Edil Baisalov, head of the Coalition for Democracy and Civil Society, told Voice of America, “The question now is who will be the mayor of the largest city after Bishkek, our southern capital Osh.” Baisalov insists that the recent Osh events are not something atypical for counties in transition, but rather this type of “skirmish takes place in any Russian provincial city almost every week.” He does not deny the fact that Erkinbayev is connected with drug dealings. Baisalov also emphasized that it is the people, not the state, who have challenged this incredibly influential politician in Osh, once supported by the regime of former president Askar Akayev. Baisalov summed up the situation: “Now the country’s future is in the hands of the peoples of Kyrgyzstan, who will elect a strong president on July 10 who will finally restore order and will lead our country with confidence, in accordance with the law” (Gazeta.kg, June 15).

Meanwhile, the National Security Service detained three suspects in the June 10 murder of Jyrgalbek Surabaldiyev. Kyrgyz parliamentarians have promised millions of soms to anyone helping the investigation.

Surabaldiyev’s daughter, Elvira Surabaldiyeva, claims that her father was murdered by members of the interim government for economic reasons: “My father was offered a deal: to hand all his enterprises to a number of people occupying quite high positions, but he rejected it” (Akipress, June 14). Elvira believes that the real criminals in the government will get away with the crime by imprisoning contract killers. She also said that her family has been continuously persecuted by security forces and threatened since March 24. Surabaldiyeva also announced that she would sign all necessary documents to give her father’s property to the state in one year. Surabaldiyev was a prominent businessman who owned auto dealerships and ceramics factories; he represented part of Akayev’s team in parliament.

Tashtemir Aitbayev, head of the National Security Service, thinks that the assassination was not merely motivated by economic interests, but also has political connotations (Akipress, June 15).

» **WHAT IS NEEDED**:
Can you continue this report on the political violence in Kyrgyzstan, picking up after its last sentence?

» **Free-text object descriptions**:

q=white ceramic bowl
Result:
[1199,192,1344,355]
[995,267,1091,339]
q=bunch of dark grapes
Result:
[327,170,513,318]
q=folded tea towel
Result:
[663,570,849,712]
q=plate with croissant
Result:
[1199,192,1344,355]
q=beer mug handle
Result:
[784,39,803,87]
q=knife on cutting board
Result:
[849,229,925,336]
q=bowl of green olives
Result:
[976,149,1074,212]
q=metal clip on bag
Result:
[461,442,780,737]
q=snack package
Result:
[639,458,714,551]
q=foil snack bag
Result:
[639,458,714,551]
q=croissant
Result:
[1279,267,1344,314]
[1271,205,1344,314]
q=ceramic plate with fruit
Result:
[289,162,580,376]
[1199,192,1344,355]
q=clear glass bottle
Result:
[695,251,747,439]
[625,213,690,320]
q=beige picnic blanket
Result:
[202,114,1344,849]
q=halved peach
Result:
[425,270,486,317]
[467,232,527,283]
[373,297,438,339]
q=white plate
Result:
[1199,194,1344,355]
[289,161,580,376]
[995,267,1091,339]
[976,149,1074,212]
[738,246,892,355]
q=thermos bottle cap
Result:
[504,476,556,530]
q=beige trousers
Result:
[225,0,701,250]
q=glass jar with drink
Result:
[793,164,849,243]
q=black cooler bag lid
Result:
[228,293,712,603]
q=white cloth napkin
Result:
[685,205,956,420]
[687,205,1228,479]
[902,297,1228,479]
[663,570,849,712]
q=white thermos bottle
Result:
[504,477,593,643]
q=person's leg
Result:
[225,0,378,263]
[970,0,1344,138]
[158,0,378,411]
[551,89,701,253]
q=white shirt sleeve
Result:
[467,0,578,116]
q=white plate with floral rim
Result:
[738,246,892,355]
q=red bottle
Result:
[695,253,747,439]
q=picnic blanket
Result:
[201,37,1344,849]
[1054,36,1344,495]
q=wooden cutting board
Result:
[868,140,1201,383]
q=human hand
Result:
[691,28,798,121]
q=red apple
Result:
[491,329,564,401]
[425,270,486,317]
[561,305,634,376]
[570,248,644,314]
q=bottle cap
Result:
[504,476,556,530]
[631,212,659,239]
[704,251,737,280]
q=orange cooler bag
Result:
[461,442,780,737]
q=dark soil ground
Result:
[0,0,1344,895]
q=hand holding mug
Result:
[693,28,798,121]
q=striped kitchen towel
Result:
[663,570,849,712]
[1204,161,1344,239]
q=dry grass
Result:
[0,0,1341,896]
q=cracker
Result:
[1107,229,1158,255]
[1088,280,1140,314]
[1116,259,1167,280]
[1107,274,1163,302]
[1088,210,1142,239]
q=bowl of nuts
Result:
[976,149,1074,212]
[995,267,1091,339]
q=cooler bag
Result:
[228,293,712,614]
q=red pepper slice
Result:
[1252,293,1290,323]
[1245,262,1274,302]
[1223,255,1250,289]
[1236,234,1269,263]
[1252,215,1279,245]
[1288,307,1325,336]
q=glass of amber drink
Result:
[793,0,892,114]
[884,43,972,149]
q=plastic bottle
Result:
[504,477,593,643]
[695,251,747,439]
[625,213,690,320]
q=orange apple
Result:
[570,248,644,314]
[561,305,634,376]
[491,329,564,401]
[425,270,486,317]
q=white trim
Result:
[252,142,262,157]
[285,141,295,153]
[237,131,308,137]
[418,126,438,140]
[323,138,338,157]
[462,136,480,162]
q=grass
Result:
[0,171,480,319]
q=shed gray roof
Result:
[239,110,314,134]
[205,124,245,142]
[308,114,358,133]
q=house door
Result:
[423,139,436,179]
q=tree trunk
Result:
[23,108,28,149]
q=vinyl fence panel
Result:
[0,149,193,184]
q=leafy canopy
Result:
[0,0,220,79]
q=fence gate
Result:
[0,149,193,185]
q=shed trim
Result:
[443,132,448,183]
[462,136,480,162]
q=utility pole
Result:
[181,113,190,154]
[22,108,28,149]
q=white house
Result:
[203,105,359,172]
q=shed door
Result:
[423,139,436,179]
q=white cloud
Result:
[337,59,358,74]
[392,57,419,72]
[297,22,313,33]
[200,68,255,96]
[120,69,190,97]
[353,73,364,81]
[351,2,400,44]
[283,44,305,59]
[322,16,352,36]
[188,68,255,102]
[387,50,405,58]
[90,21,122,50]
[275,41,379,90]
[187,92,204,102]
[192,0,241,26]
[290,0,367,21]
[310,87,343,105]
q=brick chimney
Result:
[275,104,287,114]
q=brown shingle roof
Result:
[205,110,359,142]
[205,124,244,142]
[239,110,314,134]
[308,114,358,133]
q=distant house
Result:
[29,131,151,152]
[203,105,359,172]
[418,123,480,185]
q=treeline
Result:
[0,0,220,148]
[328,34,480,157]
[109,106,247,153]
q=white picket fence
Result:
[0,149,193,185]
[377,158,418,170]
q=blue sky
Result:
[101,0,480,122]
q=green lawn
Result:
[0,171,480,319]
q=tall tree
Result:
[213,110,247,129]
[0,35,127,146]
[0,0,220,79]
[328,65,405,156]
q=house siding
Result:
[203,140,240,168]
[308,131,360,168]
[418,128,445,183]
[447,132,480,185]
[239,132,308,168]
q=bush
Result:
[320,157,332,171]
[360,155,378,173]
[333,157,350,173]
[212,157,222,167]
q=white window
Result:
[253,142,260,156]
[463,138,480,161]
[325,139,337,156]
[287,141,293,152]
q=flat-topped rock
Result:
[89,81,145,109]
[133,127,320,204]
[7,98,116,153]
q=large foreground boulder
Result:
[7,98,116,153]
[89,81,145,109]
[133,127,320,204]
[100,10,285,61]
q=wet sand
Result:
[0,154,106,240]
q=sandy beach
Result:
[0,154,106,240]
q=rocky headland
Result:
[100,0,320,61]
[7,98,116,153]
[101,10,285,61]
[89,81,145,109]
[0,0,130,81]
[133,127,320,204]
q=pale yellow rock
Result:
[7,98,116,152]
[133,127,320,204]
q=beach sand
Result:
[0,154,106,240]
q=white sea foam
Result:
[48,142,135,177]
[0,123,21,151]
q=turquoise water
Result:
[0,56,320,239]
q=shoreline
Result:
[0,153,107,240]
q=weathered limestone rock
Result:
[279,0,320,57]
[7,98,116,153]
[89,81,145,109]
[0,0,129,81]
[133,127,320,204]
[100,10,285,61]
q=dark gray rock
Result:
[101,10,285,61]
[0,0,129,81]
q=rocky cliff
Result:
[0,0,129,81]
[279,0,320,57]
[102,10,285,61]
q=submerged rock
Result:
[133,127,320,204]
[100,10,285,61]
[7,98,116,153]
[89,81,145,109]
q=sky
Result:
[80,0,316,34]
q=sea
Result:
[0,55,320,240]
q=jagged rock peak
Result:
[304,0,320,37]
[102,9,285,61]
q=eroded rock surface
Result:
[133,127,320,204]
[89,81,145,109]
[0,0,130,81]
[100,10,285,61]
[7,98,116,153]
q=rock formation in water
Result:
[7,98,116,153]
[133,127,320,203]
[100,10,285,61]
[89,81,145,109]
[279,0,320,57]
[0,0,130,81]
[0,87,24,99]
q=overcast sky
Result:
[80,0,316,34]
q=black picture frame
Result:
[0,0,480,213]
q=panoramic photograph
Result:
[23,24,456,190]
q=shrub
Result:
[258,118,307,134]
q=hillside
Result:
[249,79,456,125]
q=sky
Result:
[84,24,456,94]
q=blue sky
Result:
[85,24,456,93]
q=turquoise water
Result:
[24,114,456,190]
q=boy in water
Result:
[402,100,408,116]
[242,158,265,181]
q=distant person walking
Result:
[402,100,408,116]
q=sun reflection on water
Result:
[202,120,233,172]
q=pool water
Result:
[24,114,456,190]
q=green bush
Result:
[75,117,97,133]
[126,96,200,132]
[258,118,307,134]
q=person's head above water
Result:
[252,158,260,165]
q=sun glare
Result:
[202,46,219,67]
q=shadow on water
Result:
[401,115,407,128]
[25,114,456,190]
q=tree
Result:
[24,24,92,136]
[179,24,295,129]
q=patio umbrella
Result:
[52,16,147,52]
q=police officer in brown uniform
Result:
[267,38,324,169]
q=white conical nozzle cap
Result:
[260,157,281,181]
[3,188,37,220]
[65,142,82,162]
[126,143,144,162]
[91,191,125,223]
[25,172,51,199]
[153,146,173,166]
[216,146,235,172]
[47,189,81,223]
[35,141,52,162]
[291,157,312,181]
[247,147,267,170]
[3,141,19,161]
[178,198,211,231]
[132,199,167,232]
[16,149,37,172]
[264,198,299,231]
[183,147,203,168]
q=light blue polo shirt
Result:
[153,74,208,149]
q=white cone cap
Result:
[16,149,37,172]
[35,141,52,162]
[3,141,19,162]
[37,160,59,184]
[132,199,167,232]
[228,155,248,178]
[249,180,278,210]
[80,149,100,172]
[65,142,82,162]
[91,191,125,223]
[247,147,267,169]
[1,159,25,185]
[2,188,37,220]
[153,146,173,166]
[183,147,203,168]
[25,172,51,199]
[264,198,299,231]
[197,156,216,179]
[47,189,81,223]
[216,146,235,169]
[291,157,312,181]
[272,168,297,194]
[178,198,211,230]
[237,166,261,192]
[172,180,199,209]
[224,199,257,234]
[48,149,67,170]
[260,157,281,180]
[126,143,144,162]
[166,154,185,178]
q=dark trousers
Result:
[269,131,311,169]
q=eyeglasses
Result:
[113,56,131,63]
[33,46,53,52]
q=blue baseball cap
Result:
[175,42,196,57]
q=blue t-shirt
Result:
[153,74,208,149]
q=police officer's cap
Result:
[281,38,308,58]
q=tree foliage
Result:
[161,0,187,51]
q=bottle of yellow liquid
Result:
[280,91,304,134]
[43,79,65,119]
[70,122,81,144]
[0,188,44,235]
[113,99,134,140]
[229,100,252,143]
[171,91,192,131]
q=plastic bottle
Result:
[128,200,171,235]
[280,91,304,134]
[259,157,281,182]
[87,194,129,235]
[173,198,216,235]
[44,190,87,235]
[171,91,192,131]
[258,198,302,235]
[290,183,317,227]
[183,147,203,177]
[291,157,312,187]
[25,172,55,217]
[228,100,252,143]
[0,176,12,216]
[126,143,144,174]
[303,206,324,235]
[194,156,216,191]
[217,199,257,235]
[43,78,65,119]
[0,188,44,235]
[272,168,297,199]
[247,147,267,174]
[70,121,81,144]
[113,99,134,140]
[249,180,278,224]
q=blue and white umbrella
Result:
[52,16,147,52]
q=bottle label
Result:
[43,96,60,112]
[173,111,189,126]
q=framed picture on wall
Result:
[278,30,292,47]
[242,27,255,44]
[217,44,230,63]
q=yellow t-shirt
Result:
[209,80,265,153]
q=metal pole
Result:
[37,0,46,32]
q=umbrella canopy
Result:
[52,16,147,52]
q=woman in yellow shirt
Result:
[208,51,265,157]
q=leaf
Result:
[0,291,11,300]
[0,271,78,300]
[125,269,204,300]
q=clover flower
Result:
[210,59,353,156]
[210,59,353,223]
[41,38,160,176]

» **REPLY**:
Contract murder is not a new phenomenon for Kyrgyzstan. A year ago a series of assassinations took place within several days in Bishkek. These crimes were motivated by economic rivalries between criminal groups. Mounting criminality confirms that the professionalism and efficiency of Kyrgyzstan’s law enforcement structures deteriorated during Akayev’s rule.

Meanwhile, international interest in the Andijan riot is increasing. The UN High Commissioner for Refugees sent four representatives to Bishkek to investigate the Andijan massacre in neighboring Uzbekistan. The representatives will visit the Uzbek refugee camp in Jalalabad to interview refugees. Uzbekistan’s government is blocking an international inquiry into Andijan (Fergana.ru, June 15). On June 6 the U.S. Peace Corps announced it was stopping its activities in Uzbekistan. The Uzbek government had recently refused to extend the visas of 52 U.S. volunteers, including a regional director, and 126 U.S. volunteers were evacuated from the country, says Peace Corps spokesman Gaddi H. Vasquez (Fergana.ru, June 15).

U.S. National Security Council Spokesman Sean McCormack told reporters that U.S. Secretary of State Condoleezza Rice had sent an official letter to Uzbekistan’s President Islam Karimov in which she insisted on an international investigation into Andijan (RIA-Novosti, June 15). McCormack added that official Washington is actively seeking international support to begin an inquiry. But both Karimov and Russian Foreign Minister Sergei Lavrov denied the need to conduct an international investigation in Uzbekistan.

UNHCR spokesman Jennifer Pagonis stated that Uzbekistan is putting pressure on its refugees in Kyrgyzstan. There are more and more relatives coming to the camp to persuade the refugees to return to Uzbekistan and this, according to the spokesman, is not done voluntarily (Kabar, June 15). Some Jalalabad residents object to granting legal status to Uzbek refugees because of the possibility that they might belong to radical religious groups (Kabar, June 15). Pagonis emphasized that each case much be thoroughly examined before any of Uzbek refugee is denied legal status.